# Material to process start

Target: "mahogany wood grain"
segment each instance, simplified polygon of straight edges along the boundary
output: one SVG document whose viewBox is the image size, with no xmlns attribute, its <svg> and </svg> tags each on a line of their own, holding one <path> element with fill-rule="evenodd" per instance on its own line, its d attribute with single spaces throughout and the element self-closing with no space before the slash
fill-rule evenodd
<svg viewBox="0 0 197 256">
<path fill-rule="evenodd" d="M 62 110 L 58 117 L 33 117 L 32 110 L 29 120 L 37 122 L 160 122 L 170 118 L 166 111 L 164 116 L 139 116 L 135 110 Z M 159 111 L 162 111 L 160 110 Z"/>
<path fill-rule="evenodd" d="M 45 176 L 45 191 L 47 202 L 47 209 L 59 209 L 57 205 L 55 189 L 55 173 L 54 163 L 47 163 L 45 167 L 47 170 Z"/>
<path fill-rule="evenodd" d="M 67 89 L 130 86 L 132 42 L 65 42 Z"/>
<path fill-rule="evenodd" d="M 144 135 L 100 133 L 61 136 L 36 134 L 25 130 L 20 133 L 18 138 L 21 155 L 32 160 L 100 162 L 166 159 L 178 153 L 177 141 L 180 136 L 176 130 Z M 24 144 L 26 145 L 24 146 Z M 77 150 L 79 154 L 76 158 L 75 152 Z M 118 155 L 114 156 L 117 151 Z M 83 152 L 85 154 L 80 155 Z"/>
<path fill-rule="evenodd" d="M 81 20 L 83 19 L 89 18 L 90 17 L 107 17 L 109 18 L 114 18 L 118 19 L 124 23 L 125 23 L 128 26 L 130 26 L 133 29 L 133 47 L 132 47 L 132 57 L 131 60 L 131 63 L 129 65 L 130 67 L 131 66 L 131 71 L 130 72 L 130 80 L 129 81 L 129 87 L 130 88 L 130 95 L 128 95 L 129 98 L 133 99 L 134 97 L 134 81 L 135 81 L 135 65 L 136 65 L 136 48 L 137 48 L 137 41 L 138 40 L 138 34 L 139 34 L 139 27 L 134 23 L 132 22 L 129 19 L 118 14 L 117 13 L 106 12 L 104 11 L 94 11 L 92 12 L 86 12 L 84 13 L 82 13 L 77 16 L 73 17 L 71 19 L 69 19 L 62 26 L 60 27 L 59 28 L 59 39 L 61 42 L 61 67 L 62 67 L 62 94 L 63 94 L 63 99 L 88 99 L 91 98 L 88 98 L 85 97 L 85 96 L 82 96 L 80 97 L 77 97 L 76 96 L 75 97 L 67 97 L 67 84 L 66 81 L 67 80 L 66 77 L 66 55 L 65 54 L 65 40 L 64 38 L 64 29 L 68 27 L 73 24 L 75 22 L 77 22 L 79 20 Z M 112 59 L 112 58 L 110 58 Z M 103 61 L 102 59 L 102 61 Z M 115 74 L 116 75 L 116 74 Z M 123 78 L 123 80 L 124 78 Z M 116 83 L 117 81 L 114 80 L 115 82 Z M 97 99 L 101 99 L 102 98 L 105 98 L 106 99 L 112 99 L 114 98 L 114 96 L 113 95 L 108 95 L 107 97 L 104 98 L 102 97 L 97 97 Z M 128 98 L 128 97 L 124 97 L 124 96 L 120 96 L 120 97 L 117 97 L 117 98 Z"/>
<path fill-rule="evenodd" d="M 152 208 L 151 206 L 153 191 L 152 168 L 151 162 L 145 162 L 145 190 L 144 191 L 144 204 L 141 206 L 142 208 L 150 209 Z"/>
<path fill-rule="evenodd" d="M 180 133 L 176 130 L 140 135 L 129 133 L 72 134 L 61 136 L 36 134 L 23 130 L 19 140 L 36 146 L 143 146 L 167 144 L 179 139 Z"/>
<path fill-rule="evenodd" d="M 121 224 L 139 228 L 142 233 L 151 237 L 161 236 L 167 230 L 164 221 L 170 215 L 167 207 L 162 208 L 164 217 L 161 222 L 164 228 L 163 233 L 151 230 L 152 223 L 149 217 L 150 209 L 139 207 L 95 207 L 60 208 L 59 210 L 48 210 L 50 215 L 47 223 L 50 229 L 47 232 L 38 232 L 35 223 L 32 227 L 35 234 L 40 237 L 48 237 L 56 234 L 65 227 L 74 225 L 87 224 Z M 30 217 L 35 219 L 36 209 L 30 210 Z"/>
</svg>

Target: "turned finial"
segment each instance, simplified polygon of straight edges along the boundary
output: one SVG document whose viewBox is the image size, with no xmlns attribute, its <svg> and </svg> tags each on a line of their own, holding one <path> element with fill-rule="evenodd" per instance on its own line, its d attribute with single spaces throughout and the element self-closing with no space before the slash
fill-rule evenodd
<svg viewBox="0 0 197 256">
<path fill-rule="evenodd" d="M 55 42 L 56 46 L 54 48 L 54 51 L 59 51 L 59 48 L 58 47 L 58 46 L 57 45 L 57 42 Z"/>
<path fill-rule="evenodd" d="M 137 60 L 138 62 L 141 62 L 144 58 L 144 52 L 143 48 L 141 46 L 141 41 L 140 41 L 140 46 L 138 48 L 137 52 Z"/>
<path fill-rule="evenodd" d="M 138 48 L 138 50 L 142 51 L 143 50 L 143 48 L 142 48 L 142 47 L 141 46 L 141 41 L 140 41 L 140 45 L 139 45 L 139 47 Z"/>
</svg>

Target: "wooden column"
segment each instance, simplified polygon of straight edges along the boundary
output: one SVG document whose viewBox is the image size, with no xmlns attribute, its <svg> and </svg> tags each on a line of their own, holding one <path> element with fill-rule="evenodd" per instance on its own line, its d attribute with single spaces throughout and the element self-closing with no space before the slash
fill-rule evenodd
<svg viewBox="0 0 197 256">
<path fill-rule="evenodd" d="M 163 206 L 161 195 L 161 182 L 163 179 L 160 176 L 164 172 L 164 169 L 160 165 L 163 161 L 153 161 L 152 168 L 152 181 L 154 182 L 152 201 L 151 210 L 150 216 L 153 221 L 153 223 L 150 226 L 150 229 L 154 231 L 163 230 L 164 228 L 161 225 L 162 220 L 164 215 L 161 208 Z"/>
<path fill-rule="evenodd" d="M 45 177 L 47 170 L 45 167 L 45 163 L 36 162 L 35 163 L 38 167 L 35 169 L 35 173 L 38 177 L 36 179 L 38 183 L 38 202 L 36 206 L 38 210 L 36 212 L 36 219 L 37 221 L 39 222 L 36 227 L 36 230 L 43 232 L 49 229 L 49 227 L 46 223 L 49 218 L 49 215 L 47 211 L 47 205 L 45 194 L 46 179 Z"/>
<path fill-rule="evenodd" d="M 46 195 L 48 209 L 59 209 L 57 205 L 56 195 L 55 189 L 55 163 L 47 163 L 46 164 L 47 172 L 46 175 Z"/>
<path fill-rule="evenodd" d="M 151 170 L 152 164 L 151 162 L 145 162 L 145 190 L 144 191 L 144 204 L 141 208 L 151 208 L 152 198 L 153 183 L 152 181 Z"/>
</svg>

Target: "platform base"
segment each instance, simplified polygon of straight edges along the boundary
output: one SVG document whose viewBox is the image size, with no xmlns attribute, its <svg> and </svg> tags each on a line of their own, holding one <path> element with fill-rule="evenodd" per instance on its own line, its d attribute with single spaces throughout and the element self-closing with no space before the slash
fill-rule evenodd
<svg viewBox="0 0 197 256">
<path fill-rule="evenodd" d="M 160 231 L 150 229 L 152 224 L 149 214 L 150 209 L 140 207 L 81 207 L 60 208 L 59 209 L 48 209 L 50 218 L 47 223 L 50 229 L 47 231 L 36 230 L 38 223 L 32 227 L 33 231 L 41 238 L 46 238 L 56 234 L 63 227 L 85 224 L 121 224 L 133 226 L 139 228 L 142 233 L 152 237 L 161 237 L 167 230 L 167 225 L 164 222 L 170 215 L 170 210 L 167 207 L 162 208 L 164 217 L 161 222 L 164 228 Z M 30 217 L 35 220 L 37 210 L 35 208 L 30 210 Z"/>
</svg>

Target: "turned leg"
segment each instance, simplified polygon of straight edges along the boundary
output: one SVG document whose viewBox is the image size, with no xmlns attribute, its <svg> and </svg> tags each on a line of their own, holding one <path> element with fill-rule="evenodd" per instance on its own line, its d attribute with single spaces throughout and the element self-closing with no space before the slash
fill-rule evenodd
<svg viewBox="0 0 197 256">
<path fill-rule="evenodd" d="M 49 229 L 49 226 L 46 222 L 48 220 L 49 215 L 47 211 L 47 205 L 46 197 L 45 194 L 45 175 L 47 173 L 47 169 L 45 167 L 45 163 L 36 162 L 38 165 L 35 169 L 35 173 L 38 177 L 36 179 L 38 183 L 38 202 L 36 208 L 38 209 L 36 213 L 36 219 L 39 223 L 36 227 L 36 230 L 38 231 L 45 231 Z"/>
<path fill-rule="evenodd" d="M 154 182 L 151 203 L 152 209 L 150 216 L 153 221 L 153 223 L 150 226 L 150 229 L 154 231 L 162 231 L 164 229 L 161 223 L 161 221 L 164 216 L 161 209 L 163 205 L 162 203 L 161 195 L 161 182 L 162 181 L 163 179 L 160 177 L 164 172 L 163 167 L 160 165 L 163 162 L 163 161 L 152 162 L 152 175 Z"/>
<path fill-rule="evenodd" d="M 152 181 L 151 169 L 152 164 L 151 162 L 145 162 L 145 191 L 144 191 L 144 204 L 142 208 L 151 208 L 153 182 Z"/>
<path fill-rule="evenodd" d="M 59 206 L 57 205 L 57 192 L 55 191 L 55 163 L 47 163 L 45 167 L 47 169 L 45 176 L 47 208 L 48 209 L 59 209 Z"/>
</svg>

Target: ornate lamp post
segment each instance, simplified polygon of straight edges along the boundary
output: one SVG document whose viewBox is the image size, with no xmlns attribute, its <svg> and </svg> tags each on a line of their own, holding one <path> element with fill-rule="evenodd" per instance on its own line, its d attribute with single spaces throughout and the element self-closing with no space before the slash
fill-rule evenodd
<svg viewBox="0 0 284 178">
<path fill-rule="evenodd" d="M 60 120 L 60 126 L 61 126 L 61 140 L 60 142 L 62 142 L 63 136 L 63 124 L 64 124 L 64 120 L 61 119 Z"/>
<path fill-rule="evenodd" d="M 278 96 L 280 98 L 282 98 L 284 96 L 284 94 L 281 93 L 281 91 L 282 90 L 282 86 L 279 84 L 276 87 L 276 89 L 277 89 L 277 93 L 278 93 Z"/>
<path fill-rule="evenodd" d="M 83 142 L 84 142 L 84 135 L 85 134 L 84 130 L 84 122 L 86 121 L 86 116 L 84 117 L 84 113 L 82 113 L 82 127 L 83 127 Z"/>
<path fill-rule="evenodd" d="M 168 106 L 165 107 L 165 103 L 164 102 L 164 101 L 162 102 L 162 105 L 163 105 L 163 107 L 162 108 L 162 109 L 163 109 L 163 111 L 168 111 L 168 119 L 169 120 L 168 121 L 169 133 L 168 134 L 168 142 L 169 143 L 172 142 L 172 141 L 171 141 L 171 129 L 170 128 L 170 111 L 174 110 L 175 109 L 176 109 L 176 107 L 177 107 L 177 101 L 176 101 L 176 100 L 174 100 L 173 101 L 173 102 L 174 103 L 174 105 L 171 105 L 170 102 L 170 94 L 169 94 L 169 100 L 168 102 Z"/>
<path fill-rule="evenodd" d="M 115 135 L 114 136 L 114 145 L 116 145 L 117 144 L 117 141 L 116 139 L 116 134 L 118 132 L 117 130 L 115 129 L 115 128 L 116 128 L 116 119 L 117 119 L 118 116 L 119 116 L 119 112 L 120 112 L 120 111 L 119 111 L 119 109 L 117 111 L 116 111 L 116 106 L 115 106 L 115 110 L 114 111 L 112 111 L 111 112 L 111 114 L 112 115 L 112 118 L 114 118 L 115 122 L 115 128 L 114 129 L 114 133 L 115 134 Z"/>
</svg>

# Material to process end

### [Problem statement]
Report how many lines in the records contain the word "Target". Reply with the number alone.

### [Task answer]
6